Consignes =
a) Énumérez tous les pays de l'ex-Union soviétique que le texte sur les propos de Lu Shaye cite nommément.
b) Reproduisez le passage du texte sur les propos de Lu Shaye qui commence à « Dans une interview » et s'arrête à « de vue personnel. ».
:: Extrait choisi ::
L’ambassadeur de Chine en France, Lu Shaye, a provoqué la colère de nombreux pays en déclarant que les pays provenant de l’ex-Union soviétique n’avaient pas de statut souverain. Selon les experts, cette remarque apparemment involontaire révèle une crainte profonde du Parti communiste chinois (PCC) au cours des trois dernières décennies, à savoir que les phénomènes de l’effondrement soudain de l’URSS et de la disparition du Parti communiste de l’Union soviétique (PCUS) ne se reproduisent en Chine.
Dans une interview accordée à la chaîne de télévision française LCI le 21 avril, Lu Shaye a nié la souveraineté des États qui formaient à l’époque l’Union soviétique. Selon lui, ces États « n’ont pas le statut effectif dans le droit international parce qu’il n’y a pas d’accord international pour concrétiser leur statut de pays souverain ».
Cette déclaration a suscité l’indignation dans les pays de l’ex-Union soviétique, tels que l’Estonie, la Lettonie, la Lituanie, l’Ukraine et autres, et a choqué le monde entier. Pour apaiser l’opinion publique, le ministère chinois des Affaires étrangères a annoncé que la déclaration de Lu Shaye n’était pas une annonce politique, mais un point de vue personnel.
:::
:: Données fournies ::
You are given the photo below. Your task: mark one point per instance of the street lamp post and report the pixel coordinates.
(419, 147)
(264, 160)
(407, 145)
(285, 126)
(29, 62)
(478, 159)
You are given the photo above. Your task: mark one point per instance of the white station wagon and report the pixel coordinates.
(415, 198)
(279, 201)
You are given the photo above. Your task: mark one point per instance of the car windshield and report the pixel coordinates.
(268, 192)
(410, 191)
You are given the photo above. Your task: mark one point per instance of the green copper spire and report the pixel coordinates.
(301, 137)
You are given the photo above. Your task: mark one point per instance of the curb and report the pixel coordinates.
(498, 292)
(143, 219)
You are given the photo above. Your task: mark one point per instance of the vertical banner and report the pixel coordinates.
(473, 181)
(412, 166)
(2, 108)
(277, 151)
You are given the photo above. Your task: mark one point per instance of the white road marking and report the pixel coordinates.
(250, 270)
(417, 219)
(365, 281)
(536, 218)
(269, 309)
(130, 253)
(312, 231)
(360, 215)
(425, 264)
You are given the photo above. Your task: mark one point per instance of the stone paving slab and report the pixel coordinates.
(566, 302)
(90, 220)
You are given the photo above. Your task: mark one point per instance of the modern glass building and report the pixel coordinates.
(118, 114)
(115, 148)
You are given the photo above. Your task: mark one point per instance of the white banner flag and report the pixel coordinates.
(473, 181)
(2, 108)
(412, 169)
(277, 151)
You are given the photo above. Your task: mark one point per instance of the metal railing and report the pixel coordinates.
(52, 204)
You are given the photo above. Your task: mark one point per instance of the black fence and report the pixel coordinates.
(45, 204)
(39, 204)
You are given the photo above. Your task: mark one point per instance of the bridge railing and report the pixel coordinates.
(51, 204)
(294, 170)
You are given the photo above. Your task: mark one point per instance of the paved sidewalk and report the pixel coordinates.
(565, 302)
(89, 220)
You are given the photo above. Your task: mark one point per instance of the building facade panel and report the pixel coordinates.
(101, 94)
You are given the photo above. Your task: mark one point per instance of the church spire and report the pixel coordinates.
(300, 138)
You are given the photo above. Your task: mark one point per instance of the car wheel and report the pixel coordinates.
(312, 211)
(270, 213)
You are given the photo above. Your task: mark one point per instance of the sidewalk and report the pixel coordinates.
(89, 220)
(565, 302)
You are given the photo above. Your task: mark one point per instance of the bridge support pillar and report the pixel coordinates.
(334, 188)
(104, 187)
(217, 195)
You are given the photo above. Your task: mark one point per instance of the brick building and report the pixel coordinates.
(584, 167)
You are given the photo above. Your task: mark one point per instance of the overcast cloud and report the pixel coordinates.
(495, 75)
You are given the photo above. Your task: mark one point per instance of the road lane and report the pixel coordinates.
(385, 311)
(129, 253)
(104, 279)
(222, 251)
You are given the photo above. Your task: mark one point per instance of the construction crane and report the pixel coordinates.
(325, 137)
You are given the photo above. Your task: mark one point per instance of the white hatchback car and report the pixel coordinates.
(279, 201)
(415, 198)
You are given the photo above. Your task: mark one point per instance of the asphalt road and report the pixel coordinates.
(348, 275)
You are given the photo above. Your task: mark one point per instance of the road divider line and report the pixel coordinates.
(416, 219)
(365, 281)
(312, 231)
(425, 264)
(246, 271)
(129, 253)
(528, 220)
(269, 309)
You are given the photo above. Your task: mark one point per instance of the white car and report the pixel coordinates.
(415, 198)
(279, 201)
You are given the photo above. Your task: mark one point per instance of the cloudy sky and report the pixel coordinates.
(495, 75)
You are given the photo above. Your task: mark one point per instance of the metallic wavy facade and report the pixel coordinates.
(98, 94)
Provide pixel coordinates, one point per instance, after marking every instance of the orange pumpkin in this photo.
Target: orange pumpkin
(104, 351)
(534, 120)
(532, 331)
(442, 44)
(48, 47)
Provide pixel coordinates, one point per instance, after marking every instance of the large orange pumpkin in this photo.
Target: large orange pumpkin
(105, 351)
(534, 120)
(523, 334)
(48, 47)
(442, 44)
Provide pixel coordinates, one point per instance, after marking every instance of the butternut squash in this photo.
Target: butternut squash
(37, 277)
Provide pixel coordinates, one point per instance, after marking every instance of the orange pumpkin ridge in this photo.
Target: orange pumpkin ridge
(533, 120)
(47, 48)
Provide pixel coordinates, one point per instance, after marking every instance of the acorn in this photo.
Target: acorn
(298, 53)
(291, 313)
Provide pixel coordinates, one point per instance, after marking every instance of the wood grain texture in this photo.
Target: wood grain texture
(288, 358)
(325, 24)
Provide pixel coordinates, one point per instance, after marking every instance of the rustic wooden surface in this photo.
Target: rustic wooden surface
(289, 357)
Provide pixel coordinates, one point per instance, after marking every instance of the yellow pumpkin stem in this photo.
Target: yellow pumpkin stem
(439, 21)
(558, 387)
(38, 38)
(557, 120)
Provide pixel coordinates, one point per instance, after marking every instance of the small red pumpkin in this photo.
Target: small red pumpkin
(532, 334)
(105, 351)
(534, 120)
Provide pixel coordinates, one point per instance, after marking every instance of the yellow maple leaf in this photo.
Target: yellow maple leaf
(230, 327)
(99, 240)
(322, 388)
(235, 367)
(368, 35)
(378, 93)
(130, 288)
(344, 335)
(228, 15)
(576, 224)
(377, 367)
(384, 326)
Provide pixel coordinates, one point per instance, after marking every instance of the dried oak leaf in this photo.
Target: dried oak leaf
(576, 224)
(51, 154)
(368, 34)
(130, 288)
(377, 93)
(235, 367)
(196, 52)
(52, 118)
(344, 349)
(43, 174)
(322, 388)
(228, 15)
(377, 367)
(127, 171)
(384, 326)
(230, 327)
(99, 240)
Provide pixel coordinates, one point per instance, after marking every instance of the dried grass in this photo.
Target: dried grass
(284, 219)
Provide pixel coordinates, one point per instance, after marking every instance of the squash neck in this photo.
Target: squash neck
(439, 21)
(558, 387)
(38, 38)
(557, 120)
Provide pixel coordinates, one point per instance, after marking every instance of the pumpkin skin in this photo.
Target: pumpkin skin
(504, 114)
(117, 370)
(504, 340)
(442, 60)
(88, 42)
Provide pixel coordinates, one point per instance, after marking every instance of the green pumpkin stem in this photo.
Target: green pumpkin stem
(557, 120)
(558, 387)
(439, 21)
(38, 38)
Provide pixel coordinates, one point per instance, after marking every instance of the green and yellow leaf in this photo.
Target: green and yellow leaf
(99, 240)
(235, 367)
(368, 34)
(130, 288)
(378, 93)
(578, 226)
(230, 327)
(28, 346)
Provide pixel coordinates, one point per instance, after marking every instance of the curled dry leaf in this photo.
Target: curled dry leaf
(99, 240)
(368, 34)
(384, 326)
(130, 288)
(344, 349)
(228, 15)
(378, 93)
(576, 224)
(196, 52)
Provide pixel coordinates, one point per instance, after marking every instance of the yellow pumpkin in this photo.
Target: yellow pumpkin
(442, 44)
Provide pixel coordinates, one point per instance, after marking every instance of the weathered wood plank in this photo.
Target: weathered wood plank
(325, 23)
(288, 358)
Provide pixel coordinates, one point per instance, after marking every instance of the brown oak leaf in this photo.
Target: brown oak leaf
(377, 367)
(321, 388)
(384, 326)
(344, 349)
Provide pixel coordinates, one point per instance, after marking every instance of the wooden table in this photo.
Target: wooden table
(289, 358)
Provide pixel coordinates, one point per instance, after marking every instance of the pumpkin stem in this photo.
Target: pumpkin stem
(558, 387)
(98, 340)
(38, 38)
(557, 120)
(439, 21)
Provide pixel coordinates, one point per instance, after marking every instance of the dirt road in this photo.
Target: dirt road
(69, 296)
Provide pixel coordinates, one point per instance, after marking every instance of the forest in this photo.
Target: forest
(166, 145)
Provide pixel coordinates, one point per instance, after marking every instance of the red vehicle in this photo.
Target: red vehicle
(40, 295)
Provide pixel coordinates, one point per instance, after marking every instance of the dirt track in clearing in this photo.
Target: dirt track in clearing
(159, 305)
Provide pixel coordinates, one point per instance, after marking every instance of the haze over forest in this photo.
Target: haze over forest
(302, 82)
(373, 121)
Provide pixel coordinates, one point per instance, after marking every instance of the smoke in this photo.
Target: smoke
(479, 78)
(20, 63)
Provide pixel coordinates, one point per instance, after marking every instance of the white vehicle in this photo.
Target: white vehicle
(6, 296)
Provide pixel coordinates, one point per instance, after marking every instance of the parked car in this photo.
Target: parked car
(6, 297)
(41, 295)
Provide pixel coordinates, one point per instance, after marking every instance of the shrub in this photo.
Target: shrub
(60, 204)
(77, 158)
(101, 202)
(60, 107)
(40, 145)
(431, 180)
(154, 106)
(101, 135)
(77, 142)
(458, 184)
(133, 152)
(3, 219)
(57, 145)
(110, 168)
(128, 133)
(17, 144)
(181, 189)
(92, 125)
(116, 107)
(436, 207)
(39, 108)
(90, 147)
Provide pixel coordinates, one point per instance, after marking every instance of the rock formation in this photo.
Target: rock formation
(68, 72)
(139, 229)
:::
Corrigés =
a) l'Estonie, la Lettonie, la Lituanie, l'Ukraine

b)
Dans une interview accordée à la chaîne de télévision française LCI le 21 avril, Lu Shaye a nié la souveraineté des États qui formaient à l’époque l’Union soviétique. Selon lui, ces États « n’ont pas le statut effectif dans le droit international parce qu’il n’y a pas d’accord international pour concrétiser leur statut de pays souverain ».
Cette déclaration a suscité l’indignation dans les pays de l’ex-Union soviétique, tels que l’Estonie, la Lettonie, la Lituanie, l’Ukraine et autres, et a choqué le monde entier. Pour apaiser l’opinion publique, le ministère chinois des Affaires étrangères a annoncé que la déclaration de Lu Shaye n’était pas une annonce politique, mais un point de vue personnel.